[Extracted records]
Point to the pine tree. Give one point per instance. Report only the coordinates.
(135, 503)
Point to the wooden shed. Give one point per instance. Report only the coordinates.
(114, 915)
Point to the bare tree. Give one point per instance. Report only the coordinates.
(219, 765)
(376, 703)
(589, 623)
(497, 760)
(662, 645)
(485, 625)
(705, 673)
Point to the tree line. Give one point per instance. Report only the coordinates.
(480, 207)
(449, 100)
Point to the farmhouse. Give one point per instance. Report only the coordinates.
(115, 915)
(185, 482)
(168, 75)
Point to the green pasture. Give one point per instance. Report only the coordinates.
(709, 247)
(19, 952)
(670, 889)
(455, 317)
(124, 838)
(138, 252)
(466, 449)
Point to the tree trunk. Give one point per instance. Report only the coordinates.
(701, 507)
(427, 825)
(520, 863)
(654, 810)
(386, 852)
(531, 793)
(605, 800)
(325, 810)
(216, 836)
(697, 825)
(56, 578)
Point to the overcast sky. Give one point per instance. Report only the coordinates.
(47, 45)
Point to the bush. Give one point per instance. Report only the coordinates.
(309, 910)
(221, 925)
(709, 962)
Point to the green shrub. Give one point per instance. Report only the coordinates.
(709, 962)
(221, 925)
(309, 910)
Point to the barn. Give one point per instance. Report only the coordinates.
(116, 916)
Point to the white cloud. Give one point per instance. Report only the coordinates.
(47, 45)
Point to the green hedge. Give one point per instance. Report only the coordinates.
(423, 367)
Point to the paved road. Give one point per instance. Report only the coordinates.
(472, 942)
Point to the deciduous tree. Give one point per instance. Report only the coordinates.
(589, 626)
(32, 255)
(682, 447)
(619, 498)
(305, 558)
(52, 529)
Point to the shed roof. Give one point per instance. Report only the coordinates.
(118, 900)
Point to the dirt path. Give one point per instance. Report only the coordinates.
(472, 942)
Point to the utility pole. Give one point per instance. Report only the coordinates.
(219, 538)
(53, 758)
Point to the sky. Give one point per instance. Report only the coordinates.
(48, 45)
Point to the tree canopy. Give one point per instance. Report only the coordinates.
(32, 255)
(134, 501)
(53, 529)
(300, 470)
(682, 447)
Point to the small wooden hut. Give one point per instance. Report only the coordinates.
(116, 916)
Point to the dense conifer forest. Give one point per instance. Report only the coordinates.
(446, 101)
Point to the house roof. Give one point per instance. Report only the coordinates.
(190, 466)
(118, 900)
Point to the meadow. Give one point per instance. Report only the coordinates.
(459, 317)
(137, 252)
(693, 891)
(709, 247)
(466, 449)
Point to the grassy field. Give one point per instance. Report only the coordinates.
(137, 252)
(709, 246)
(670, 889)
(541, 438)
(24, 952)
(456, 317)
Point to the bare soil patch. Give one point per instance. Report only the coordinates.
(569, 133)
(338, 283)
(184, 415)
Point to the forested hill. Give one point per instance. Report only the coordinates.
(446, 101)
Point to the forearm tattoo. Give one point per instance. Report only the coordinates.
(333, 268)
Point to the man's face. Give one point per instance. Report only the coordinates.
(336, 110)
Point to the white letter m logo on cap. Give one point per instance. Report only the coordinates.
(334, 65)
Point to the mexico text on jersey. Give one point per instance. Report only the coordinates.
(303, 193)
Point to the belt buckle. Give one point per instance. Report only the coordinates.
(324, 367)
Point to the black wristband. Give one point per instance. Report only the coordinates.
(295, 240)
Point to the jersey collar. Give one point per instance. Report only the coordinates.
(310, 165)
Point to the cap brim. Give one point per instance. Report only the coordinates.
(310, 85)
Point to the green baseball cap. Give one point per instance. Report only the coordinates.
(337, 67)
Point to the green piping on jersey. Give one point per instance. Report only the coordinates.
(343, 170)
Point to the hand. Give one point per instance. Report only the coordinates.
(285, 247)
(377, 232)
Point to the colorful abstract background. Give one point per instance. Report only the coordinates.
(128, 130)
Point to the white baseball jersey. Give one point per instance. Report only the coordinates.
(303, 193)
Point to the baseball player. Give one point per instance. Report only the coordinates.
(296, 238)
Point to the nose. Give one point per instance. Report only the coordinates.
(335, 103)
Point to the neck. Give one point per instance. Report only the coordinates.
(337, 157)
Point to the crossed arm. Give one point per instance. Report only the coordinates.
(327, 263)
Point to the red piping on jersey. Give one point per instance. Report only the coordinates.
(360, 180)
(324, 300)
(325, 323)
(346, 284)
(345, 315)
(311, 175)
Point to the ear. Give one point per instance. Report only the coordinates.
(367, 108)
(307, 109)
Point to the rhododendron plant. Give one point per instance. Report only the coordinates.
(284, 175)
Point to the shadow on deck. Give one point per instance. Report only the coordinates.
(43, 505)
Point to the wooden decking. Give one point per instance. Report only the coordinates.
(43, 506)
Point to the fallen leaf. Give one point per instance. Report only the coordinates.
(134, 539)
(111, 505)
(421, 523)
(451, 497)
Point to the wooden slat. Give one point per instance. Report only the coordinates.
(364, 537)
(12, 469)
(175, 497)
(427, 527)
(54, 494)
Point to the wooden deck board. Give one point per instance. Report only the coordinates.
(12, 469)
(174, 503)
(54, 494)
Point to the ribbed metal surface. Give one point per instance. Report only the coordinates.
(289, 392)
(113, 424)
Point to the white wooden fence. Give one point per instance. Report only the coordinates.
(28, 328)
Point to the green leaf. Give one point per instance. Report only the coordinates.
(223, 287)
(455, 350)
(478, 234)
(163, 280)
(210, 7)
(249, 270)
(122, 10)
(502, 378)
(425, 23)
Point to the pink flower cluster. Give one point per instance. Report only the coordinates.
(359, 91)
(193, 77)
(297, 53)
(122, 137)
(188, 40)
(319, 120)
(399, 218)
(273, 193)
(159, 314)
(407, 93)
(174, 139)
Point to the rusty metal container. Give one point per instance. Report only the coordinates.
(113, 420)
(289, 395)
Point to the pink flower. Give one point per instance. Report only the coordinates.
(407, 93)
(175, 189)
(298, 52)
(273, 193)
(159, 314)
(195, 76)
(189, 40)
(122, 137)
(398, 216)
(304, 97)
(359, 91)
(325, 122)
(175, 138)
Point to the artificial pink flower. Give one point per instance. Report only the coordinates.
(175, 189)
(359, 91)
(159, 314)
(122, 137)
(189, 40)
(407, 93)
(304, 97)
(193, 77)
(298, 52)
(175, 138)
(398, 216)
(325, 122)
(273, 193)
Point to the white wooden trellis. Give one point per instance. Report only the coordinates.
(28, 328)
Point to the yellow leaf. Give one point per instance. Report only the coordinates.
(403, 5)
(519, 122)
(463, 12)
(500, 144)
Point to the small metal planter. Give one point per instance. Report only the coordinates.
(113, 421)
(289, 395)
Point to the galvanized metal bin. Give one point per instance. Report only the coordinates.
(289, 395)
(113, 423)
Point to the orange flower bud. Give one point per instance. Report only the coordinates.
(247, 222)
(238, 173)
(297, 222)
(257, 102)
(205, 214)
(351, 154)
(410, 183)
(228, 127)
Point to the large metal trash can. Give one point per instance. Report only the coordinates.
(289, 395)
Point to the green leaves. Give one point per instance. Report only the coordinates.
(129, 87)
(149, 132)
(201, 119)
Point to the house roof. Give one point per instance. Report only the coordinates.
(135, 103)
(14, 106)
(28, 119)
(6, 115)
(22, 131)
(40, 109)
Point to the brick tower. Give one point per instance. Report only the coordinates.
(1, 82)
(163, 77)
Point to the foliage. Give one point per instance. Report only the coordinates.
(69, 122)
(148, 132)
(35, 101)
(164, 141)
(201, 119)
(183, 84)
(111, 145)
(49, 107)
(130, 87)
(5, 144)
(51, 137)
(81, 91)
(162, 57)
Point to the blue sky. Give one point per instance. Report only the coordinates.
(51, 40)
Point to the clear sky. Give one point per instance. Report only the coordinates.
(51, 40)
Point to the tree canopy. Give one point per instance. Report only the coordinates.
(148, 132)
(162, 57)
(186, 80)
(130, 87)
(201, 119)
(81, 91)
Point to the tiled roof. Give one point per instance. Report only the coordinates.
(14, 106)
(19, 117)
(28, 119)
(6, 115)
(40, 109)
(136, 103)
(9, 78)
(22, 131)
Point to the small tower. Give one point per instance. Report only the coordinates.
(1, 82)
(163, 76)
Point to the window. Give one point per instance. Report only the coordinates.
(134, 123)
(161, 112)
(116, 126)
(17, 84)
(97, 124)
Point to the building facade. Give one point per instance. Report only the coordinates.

AIM: Take the lines above from the one holding "Point to the small metal" to the last and output them exactly.

FINISHED TASK:
Point to the small metal planter. Give one point per instance. Report only the coordinates.
(113, 421)
(289, 395)
Point to the galvanized metal bin. Give one point per instance. Report only the coordinates.
(289, 395)
(113, 423)
Point to the orange flower bud. Give one point per instance. Report only the coordinates.
(247, 222)
(238, 173)
(297, 222)
(257, 102)
(205, 214)
(351, 154)
(410, 183)
(228, 127)
Point to the large metal trash can. Give one point per instance. Report only the coordinates.
(289, 395)
Point to the green leaves. Give one point per instance. Report only the coordinates.
(129, 87)
(149, 132)
(201, 119)
Point to the house roof. Give one point per instance. Report only the coordinates.
(135, 103)
(14, 106)
(28, 119)
(6, 115)
(22, 131)
(40, 109)
Point to the brick tower. Give one point per instance. Report only the coordinates.
(1, 82)
(163, 77)
Point to the foliage. Give one point per instance. Report only the coordinates.
(69, 122)
(148, 132)
(35, 101)
(164, 141)
(201, 119)
(183, 84)
(111, 145)
(49, 107)
(130, 87)
(5, 144)
(51, 137)
(81, 91)
(162, 57)
Point to the blue sky. Give one point per instance. Report only the coordinates.
(51, 40)
Point to the clear sky. Give one point per instance. Report only the coordinates.
(51, 40)
Point to the tree canopy. Give one point per instance. Report only the coordinates.
(148, 132)
(162, 57)
(186, 80)
(130, 87)
(201, 119)
(81, 91)
Point to the tiled roof. Give one point per instance. Report only the coordinates.
(14, 106)
(19, 117)
(28, 119)
(6, 115)
(40, 109)
(136, 103)
(9, 78)
(22, 131)
Point to the small tower. Give one point per instance. Report only the coordinates.
(1, 82)
(163, 76)
Point to the window. Give one point per instance. Report only the coordinates.
(134, 123)
(161, 112)
(116, 126)
(17, 84)
(97, 124)
Point to the building facade. Give one point per instance. Report only the coordinates.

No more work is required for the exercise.